(Stored entries)
....

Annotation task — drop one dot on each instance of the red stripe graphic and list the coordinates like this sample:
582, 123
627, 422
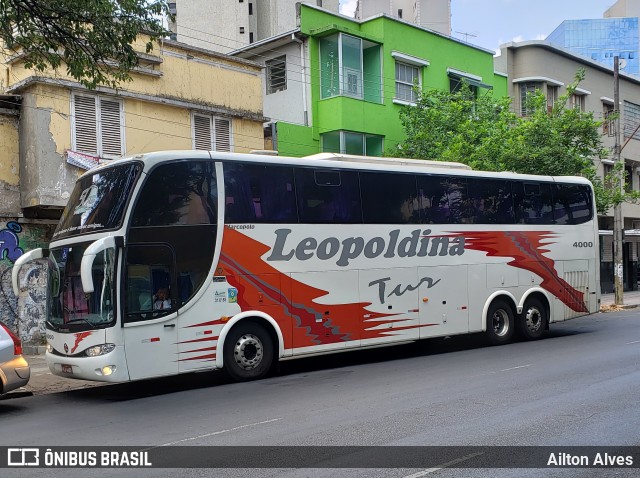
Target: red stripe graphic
527, 249
292, 303
205, 339
199, 357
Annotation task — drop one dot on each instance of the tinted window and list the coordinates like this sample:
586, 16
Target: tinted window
179, 193
98, 202
257, 193
389, 198
490, 201
443, 200
572, 204
149, 282
533, 203
328, 196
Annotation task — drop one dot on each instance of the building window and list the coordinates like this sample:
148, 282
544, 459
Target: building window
552, 97
526, 89
607, 117
276, 74
350, 66
407, 77
631, 120
578, 101
97, 125
346, 142
211, 133
456, 83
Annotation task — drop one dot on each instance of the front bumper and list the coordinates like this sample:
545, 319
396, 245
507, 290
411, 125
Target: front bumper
14, 374
88, 368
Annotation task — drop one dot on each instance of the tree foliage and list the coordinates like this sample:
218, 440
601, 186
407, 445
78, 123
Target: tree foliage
486, 134
93, 38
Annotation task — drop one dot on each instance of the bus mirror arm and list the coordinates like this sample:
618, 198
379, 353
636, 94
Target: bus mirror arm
89, 256
32, 255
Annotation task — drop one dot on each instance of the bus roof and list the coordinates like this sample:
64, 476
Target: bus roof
343, 161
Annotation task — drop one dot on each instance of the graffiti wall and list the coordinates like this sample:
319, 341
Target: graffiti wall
25, 313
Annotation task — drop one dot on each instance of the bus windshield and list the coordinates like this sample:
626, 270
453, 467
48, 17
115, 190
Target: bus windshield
68, 305
98, 201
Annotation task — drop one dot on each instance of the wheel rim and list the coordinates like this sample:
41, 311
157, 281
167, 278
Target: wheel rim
500, 322
248, 351
533, 319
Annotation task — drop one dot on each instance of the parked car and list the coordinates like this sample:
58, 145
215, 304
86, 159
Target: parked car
14, 369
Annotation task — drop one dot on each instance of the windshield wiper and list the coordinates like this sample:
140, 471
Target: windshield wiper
80, 319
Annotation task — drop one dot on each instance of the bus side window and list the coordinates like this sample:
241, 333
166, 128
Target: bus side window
572, 204
260, 194
490, 201
330, 197
443, 200
533, 202
389, 198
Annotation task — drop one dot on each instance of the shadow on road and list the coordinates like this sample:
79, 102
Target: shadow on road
194, 381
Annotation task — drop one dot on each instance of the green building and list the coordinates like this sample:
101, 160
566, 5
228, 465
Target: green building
336, 84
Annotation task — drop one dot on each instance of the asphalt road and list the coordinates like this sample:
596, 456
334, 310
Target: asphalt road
580, 385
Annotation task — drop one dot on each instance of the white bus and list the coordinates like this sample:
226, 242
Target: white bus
184, 261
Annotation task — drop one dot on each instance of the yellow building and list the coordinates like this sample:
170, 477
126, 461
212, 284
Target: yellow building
180, 97
52, 129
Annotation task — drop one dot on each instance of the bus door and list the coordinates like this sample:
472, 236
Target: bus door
150, 311
444, 300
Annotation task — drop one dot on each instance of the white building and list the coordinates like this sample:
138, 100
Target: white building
432, 14
226, 25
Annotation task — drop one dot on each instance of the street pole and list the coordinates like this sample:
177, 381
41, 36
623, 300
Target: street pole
618, 223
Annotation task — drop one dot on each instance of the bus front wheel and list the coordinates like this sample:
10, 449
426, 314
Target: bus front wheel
533, 320
500, 323
248, 352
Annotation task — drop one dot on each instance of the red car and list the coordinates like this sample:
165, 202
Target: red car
14, 369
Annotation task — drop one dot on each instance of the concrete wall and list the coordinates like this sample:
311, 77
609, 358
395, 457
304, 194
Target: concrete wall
157, 115
287, 105
9, 163
25, 313
215, 25
432, 14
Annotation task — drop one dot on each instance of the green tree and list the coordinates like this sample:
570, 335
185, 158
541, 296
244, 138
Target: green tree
486, 134
93, 38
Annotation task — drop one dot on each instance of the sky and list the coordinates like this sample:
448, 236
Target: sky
494, 22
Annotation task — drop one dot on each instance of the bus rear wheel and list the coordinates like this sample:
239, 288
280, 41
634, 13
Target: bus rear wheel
533, 320
500, 323
248, 352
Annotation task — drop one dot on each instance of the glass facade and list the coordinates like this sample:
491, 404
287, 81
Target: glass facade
602, 40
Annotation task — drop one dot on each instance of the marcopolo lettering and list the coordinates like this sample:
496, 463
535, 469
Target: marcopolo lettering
416, 244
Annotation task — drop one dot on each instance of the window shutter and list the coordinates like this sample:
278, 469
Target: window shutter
110, 128
84, 111
223, 135
202, 132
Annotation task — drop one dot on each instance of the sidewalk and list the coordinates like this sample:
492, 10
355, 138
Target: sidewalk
42, 381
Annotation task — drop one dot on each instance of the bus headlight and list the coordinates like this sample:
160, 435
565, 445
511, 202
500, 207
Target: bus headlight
97, 350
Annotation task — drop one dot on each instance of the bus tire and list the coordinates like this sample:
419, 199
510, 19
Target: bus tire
533, 320
500, 322
248, 352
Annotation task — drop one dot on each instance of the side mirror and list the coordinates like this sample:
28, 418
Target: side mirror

....

DIRECTIONS: Transcribe the whole listing, character for character, but not its images.

WORKED ANSWER:
Annotation task — drop one dot on each instance of the red stripe graphic and list the coordinates like this sample:
582, 123
627, 422
Target: red stripe graphic
527, 249
292, 303
205, 339
199, 357
Annotation task — drop one dot on each instance of the tinted window and list the coordinates like this sample:
586, 16
Target: tinted window
179, 193
98, 202
257, 193
389, 198
490, 201
443, 200
572, 204
149, 282
533, 203
328, 196
Annotation task — drop one dot on each instance of the building window and list the coordinates like this sample:
148, 282
544, 459
Target: building window
552, 97
526, 89
607, 117
276, 74
350, 66
407, 77
631, 120
578, 101
97, 125
346, 142
211, 133
456, 83
Annotation task — drop one dot on each instance of the front bumper and list the coordinates like this sample:
545, 319
396, 245
507, 290
411, 125
Target: front bumper
14, 374
88, 368
Annotation task — drop one dot on each instance of the tree foliage and list the coordinates like this sample:
218, 440
601, 186
407, 445
78, 123
Target: tree foliage
486, 134
93, 38
Annotation task — drop one dot on each instance of the bus mirror arm and list the coordinates like this sample:
618, 198
379, 353
636, 94
Target: bus mirror arm
89, 256
32, 255
Annotation task — drop one dot on each instance of the bus roof and list the coordinates like this sample:
64, 476
Target: bus roof
343, 161
Annotation task — drop one dot on each instance of the graffiti wall and list the coordinates like this sample:
319, 341
Target: graffiti wall
25, 313
Annotation task — drop one dot on each instance of the bus windshield and list the coordinates like this sample:
626, 270
453, 467
48, 17
115, 190
Target: bus windshield
68, 305
98, 201
Annotation task — drop one dot on each instance of the wheel rim and list the coordinates like this sample:
41, 311
157, 281
167, 278
Target: wheel rim
500, 322
248, 351
533, 319
Annotation task — drop one dot on each instance of the parked car and list the coordinates like this sample:
58, 145
215, 304
86, 159
Target: parked car
14, 369
Annotation task — drop one dot on each instance of the windshield wiper and list the coordinates like this sample:
140, 471
Target: windshield wiper
80, 319
Annotation task — drop one dot on each instance of the bus side window and list the coordinates like this sample:
241, 333
166, 128
Target: bus side window
572, 204
260, 194
490, 201
330, 197
443, 200
533, 202
389, 198
Annotation task — drop one dot on each instance of the shadow on road and list the coordinates like this sample:
79, 102
Target: shadow on road
194, 381
Annotation task — drop one dot on each instance of the green building and list the coordinates like this sample:
101, 160
566, 5
228, 465
Target: green building
336, 84
Annotation task — drop one dot on each instance of the asphalt road and list the coordinates like this sample:
596, 456
334, 310
Target: asphalt road
580, 385
Annotation task — drop one dot on each instance of the white bus and list the coordinates like this sample:
226, 242
Target: white bus
184, 261
Annotation task — drop one dot on each instance of the yellow building and list the coordinates like this sample:
170, 477
126, 461
212, 284
Target: yellow building
180, 97
52, 129
Annotation task — drop one dot on each instance of the bus door and list the coordinates like this sample:
472, 236
Target: bus door
150, 311
444, 300
Annotation task — drop one dot on each instance of the white building and list the coordinates like this sample:
138, 100
Target: white building
432, 14
226, 25
Annotation task — drop one dot on each instance of the street pole and list the coordinates like this sample:
177, 381
41, 36
623, 300
Target: street pole
618, 223
Annotation task — drop one dot on each instance of the bus front wheel and list the coordinates like this sample:
10, 449
426, 314
Target: bus front wheel
533, 320
500, 323
248, 352
Annotation task — drop one dot on each instance of the red car and list the coordinates like this sample:
165, 202
Target: red car
14, 369
Annotation task — drop one dot on each instance of the concrete wall and list the coordinates like this sample:
311, 77
609, 358
395, 457
304, 194
Target: concrete wall
157, 115
287, 105
9, 163
25, 313
215, 25
432, 14
Annotation task — drop one dot on each instance of the green tree and list the coordinates like this sample:
570, 335
185, 158
541, 296
244, 138
Target: green tree
486, 134
93, 38
Annotation task — drop one dot on each instance of the sky and list the coordinates like this sample:
448, 236
Target: sky
494, 22
Annotation task — drop one dot on each instance of the bus rear wheel and list the coordinates like this sample:
239, 288
280, 41
634, 13
Target: bus rear wheel
533, 320
500, 323
248, 352
Annotation task — drop one dot on each instance of the glass facade and list the coordinates like this sample:
491, 404
287, 81
Target: glass facade
602, 40
Annotation task — drop one dot on each instance of the marcopolo lettering and list the coordinates like this sample:
496, 463
535, 469
Target: marcopolo lettering
416, 244
Annotation task — drop one dot on each instance of the window shutter and list the coordinates like this sample:
278, 469
Target: window shutter
110, 128
84, 111
223, 135
202, 132
Annotation task — drop one dot on each instance of the sidewalk and list the coordinates like this sample:
492, 10
355, 138
Target: sidewalk
42, 381
Annotation task — drop one dot on each instance of the bus headlight and list the coordinates like this sample:
160, 435
565, 445
511, 202
500, 207
Target: bus headlight
97, 350
Annotation task — drop one dot on each instance of the bus tire and list the coordinates like this sample:
419, 199
510, 19
Target: bus tire
533, 320
500, 322
248, 352
Annotation task — drop one dot on each instance of the side mirror and list the coordinates like this sample:
28, 418
Target: side mirror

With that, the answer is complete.